- _EXERCISE DETAILS_
Answer these questions about the blog page below.
1. What degree does the writer hold?
2. How long did the stomach virus of Son#3 last?
3. On what day was Son#3 taken to the pedo?

Location: Palm Beach County, Florida, United States

Recently have been told I look like Mary Ann from Gilligan's Island. I hadn't heard that in years, but that is a good place to start as to what I look like, although she had a better bod. I have three boys and have been married for 13 years. Born of a Navy family, in Hawaii, one Mom, one Dad, one sister and one brother. The eldest of three children. BS in Applied Mathematics. Consider Pensacola my home town although I moved every 2-3 years of my life growing up. Currently work in the aerospace industry in an engineering position while being a Mom. Of Celtic heritage and very proud of it.

Sunday, September 19, 2004

Boudicca's Boys Back to Normalcy Part II

Warning, this is a gross post.

Son#3 has been pretty sick with the icky stomach virus. It lasted damn near a week. I finally had to take him to the pedo on Friday as Thursday he almost puked again and he didn’t appear much better. (Turns out Thursday he was car sick.)

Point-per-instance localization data
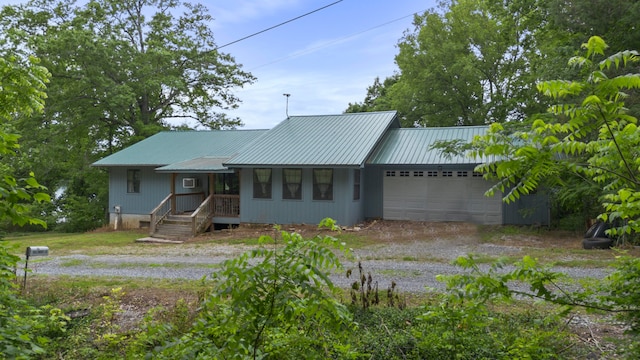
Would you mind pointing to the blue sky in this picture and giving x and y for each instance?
(324, 60)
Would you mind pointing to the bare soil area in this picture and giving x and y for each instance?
(399, 251)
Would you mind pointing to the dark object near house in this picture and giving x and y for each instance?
(596, 237)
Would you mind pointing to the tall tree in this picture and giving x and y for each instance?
(121, 71)
(467, 64)
(22, 86)
(589, 134)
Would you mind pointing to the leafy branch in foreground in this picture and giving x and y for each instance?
(469, 295)
(276, 301)
(589, 134)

- _SOLUTION TO THIS TASK_
1. A BS in Applied Mathematics.
2. Nearly a week.
3. Friday.